## WORK INSTRUCTIONS
A - Print the passage of the forum thread on reading voltage through an N-channel FET from "[Cesar_Morisco]" to "12V ~ 2.8V.", reproducing it word for word.
B - Proceed with the forum thread on measuring voltage with an N-channel FET and the ESP8266 ADC, starting after its final sentence.

:: PASSAGE PROVIDED

B4R Question How to read voltage using an irfz44 "N" fet

[Cesar_Morisco]

Hello everyone
I need technical help on how I can measure the voltage using the ESP8266 ADC and using a FET N. In this way, the ADC is reading 12V directly. I think there is another solution, but I'm stuck on this. If anyone has a tip on how to read the voltage correctly, I'll be happy.

 

[peacemaker]

FET is a controllable resistor by the voltage. When any of them is "on" (by high voltage from MCU) - the bottom lamp's end is connected to the GND via a FET's low resistance, and lamp is on.
So, R5 and R6 are connected between GND and +12V.

K = R6/(R5 + R6) = 10/43 = 0.23
So, MCU ADC can measure max voltage V = 0.23 * 12V ~ 2.8V.

But maybe here ADC is not needed, as 2.8V for 3.3V MCU is just the logical "1", high level that can be just "digitally read" in B4R.
When FET is closed (high resistance), lamp is off as both lamp's contacts are near 12V, so Vlamp ~0 V = low digital level (to be read by MCU).

::::
:: EXTRACTED INFORMATION

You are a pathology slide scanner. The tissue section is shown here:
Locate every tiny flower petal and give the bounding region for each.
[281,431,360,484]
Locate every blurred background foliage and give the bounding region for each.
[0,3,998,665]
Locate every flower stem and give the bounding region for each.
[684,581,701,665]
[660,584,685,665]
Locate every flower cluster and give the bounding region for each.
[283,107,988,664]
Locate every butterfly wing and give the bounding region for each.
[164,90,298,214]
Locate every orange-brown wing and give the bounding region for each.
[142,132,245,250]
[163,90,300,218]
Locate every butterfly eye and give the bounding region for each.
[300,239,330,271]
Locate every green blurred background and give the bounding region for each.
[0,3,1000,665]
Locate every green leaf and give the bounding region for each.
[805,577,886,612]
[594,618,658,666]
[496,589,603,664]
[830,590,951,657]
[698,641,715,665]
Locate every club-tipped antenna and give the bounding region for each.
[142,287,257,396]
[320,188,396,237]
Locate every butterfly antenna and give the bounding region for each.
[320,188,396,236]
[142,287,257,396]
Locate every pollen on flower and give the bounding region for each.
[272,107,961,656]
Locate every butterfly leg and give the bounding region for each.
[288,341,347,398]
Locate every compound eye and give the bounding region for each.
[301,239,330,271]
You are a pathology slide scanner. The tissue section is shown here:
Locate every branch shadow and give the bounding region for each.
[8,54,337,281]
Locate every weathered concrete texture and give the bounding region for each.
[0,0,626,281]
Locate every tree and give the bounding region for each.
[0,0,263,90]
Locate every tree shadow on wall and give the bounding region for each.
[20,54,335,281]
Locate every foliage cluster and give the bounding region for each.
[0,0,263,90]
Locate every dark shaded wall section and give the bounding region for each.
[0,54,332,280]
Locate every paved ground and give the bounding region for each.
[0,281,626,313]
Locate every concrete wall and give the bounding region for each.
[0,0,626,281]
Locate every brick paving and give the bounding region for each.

::::

## RESPONSES TO THE EXERCISE
A -
[Cesar_Morisco]

Hello everyone
I need technical help on how I can measure the voltage using the ESP8266 ADC and using a FET N. In this way, the ADC is reading 12V directly. I think there is another solution, but I'm stuck on this. If anyone has a tip on how to read the voltage correctly, I'll be happy.

 

[peacemaker]

FET is a controllable resistor by the voltage. When any of them is "on" (by high voltage from MCU) - the bottom lamp's end is connected to the GND via a FET's low resistance, and lamp is on.
So, R5 and R6 are connected between GND and +12V.

K = R6/(R5 + R6) = 10/43 = 0.23
So, MCU ADC can measure max voltage V = 0.23 * 12V ~ 2.8V.

B -
 

[Cesar_Morisco]

Hello peacemaker
How are you?
Could you explain this better to me?
With a simple drawing, I would be very grateful.

 

[peacemaker]

All is explained, IMHO. I was explaining the circuit diagram you posted.
Strange that 2 FETs for one lamp... maybe the lamp is super powerful so 2 low-power FETs are used in parallel...

If unclear, i guess, better to prepare more detailed task description and find the commercial developer. Or try AI-chats to learn electronics and Arduino programming.

 

[Cesar_Morisco]

This way of the scheme I don't have a low reading, it only has 12v in the reading of the adcin of the esp8266. This is my doubt and I need some alternative ideas, ok?

 

[peacemaker]

You even do not show the code.

Ahhh, it's PWM control of the lamp brightness, i see now. And it needs to measure some average voltage at the lamp.
If you always measure some high voltage, it looks like you switch the lamp on ... too often. I guess.

 

[Cesar_Morisco]

Thank you for your time.
The code is simple
One button controls the PWM + and the other PWM - when the adcin reads the FET output
A big hug

 

[peacemaker]

Note the chart of your incandescent lamp Brightness-voltage characteristic.

Nonlinear Behavior:

• At low voltages, the lamp emits almost no light (filament is too cool).
• At rated voltage, it produces the specified luminous flux.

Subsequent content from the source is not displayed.